Pointing dataset records:
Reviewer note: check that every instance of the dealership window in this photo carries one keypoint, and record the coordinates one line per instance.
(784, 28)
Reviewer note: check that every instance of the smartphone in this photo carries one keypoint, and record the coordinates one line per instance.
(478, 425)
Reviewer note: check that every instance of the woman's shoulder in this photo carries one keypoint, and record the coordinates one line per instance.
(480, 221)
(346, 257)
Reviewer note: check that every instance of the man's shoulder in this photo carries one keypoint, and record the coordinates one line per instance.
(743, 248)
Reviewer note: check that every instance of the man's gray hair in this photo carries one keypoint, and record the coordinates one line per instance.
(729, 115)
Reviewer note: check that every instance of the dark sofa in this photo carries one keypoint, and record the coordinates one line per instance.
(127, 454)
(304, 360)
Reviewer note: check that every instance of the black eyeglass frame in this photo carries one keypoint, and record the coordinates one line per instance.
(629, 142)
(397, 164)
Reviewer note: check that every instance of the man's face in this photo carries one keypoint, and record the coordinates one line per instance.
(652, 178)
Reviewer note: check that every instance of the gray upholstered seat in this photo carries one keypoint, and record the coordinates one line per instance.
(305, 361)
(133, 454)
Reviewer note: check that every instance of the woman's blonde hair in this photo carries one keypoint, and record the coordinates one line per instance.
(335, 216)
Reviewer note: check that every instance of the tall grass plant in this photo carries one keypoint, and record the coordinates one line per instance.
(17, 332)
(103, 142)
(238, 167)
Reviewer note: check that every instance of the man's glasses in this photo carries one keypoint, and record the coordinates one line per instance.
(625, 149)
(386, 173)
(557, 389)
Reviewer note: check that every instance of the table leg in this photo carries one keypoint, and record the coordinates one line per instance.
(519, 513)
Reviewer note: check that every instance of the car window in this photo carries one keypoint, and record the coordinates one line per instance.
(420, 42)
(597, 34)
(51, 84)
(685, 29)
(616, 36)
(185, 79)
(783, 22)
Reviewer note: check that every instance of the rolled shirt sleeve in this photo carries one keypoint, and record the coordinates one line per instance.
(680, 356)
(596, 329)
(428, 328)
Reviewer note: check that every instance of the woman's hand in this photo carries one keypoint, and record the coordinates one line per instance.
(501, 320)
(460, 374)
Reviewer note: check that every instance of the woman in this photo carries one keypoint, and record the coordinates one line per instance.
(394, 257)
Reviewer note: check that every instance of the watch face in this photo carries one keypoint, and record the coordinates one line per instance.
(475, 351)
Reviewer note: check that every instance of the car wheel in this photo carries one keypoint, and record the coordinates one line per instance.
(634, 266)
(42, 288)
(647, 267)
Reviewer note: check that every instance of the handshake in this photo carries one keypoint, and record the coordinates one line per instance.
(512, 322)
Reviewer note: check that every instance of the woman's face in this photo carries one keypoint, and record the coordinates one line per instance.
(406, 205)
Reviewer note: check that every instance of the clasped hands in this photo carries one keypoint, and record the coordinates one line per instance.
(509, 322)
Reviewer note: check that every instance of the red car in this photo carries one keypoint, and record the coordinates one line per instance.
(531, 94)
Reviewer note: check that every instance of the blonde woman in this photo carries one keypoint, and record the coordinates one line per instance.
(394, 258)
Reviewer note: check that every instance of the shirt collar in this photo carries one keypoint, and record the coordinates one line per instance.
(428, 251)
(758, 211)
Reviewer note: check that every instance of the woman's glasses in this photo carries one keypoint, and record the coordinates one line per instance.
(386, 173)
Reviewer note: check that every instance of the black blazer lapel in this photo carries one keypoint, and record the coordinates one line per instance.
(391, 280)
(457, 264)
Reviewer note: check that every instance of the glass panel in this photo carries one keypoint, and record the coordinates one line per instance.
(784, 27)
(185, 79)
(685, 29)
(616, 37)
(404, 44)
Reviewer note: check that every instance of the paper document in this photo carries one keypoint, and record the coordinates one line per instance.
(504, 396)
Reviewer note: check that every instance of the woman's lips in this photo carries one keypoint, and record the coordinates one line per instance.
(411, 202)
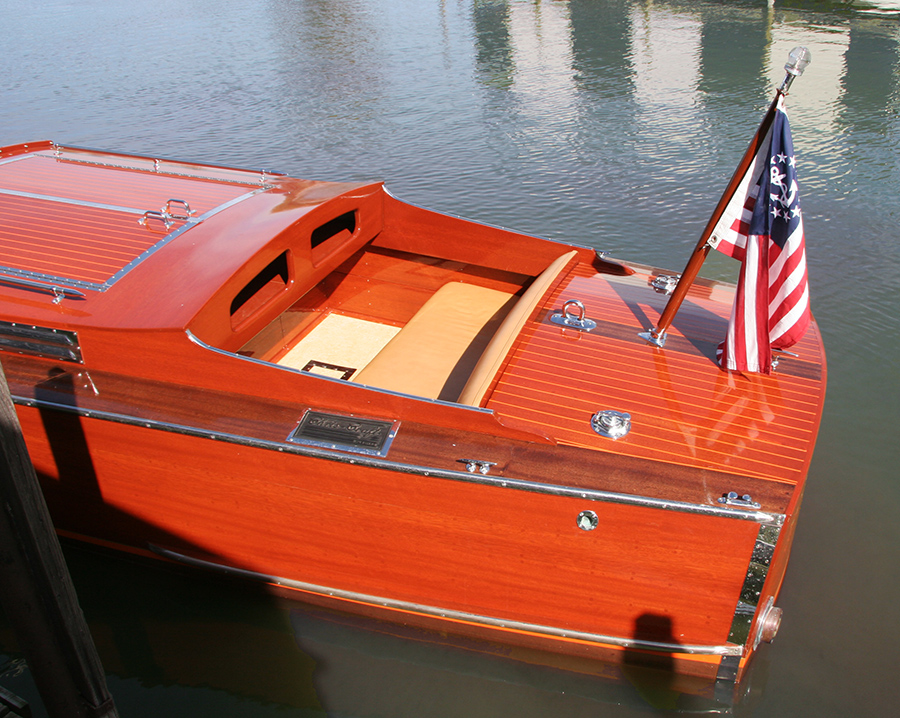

PROBLEM TO SOLVE » How many lines in the rows above contain the word "hair"? Reply with the number alone.

TASK OUTPUT » 2